◆ **Exercise aim**: Please count how many of the lines below contain the string "cleat", treating uppercase and lowercase as different. Give only the number.

◆ **Record extracts**:
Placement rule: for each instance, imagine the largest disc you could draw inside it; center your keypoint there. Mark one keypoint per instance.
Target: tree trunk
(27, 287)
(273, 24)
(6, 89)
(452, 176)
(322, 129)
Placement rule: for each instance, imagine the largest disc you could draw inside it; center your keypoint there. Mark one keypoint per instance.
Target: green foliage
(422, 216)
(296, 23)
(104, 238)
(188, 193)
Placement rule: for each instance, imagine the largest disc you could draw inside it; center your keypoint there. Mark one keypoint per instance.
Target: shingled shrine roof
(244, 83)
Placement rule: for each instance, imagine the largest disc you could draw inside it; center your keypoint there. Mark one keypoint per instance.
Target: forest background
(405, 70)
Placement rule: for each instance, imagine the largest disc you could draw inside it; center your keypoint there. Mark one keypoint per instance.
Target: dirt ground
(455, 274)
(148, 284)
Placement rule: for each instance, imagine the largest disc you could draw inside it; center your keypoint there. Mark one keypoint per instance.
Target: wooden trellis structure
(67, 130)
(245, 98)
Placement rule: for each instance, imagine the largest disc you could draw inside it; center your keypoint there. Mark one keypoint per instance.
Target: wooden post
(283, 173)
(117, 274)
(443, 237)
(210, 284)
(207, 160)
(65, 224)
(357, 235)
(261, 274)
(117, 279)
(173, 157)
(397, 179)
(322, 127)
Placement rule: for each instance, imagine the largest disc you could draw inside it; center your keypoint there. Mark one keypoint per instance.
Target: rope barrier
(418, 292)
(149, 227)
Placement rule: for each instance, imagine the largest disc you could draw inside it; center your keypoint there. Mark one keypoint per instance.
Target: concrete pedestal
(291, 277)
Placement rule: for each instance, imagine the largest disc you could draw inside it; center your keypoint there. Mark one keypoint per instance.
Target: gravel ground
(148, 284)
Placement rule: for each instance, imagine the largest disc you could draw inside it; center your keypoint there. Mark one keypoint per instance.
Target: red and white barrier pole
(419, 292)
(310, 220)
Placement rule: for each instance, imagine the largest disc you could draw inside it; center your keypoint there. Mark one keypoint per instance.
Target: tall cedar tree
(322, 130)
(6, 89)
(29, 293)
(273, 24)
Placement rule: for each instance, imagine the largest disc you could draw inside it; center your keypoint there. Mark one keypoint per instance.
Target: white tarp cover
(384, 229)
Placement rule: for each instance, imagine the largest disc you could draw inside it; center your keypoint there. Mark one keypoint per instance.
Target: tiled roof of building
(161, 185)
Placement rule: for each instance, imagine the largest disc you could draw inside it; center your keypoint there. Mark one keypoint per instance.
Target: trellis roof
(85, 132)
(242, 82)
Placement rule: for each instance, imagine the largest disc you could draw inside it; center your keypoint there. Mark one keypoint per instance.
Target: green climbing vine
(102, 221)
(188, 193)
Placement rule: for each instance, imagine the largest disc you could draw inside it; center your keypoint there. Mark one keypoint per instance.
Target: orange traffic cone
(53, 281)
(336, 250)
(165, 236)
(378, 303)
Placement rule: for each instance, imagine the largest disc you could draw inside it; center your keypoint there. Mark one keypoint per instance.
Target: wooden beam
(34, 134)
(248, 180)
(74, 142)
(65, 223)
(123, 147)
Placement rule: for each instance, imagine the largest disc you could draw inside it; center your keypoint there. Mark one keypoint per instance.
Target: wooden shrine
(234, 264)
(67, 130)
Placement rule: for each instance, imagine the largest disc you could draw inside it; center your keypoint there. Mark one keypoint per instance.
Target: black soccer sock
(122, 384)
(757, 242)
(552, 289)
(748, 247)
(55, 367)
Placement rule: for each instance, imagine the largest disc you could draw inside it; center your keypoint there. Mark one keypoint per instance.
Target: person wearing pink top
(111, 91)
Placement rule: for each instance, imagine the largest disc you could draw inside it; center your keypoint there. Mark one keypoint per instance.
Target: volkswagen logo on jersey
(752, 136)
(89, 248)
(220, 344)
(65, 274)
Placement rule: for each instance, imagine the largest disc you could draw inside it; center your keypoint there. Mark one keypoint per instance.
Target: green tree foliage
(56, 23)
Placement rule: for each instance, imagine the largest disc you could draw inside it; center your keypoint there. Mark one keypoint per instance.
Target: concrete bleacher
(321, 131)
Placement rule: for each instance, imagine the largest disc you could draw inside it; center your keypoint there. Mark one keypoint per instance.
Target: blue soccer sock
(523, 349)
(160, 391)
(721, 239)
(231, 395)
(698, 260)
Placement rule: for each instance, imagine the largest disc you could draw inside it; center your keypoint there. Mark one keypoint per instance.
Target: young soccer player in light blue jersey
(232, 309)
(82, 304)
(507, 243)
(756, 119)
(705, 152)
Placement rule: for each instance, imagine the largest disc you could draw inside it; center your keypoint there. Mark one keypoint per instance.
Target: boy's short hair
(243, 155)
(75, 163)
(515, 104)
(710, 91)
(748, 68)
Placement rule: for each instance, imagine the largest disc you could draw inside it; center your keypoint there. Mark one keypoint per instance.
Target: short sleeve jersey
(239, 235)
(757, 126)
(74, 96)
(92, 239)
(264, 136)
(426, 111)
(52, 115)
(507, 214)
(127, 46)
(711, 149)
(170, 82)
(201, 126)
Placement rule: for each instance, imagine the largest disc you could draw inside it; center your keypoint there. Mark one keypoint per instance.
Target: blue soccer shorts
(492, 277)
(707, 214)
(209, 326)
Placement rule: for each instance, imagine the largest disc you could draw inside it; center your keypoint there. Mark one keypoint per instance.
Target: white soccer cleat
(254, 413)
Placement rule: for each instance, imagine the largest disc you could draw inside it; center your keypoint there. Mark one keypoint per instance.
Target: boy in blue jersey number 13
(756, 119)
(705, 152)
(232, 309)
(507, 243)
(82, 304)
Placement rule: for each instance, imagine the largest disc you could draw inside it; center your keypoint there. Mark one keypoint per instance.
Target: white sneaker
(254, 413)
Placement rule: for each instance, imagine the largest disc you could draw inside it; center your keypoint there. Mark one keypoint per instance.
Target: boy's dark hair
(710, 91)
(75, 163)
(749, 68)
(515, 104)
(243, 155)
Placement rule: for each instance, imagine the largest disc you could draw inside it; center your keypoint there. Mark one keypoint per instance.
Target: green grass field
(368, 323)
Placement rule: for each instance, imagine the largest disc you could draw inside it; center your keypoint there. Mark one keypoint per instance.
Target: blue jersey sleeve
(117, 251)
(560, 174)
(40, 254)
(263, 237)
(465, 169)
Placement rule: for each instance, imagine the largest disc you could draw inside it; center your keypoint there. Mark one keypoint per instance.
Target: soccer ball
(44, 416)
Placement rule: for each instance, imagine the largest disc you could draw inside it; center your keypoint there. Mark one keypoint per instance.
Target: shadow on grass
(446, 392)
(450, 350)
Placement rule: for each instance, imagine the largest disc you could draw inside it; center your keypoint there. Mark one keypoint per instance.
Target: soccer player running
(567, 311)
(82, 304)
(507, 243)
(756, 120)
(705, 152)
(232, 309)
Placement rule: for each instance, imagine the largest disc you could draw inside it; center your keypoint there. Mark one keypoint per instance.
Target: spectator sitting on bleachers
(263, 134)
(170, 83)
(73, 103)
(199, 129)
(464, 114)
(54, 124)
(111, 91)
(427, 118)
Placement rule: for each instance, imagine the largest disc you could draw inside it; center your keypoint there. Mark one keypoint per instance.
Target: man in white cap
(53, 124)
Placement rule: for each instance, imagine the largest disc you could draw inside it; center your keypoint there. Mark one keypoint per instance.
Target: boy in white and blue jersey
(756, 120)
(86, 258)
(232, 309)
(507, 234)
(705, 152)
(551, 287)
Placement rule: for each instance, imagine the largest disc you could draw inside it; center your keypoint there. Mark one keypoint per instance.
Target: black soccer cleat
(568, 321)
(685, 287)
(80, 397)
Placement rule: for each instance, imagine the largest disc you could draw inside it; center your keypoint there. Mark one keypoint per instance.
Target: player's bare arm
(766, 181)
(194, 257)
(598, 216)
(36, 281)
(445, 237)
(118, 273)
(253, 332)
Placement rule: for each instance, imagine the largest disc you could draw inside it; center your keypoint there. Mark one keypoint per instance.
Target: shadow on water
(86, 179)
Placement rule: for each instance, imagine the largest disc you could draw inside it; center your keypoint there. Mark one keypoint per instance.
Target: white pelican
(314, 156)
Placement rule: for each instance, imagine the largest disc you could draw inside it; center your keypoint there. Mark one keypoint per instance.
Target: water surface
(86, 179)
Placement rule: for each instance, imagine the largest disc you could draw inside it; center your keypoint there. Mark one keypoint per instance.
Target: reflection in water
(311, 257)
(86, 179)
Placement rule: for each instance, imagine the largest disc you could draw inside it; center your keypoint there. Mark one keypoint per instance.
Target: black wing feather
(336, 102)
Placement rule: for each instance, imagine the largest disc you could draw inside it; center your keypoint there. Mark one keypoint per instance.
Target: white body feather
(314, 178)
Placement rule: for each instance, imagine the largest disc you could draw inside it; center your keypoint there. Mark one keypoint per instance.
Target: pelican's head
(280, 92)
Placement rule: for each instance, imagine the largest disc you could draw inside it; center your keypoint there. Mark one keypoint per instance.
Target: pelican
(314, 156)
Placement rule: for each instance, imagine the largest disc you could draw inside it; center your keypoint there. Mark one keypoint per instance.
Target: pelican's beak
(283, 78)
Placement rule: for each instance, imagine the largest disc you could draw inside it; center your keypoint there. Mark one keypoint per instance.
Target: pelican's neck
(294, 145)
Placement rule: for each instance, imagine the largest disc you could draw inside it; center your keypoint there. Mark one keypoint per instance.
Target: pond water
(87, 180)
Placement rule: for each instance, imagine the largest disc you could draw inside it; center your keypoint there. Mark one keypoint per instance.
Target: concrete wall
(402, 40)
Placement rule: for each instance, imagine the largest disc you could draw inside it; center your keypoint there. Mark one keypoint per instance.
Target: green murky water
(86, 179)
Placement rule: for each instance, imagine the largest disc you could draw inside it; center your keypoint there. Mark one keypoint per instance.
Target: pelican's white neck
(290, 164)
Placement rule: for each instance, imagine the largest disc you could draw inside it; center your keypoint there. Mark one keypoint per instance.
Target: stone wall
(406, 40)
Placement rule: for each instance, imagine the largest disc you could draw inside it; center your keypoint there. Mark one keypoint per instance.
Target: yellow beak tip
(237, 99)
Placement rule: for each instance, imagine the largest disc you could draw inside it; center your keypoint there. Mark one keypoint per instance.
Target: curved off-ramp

◆ **Task answer**: 2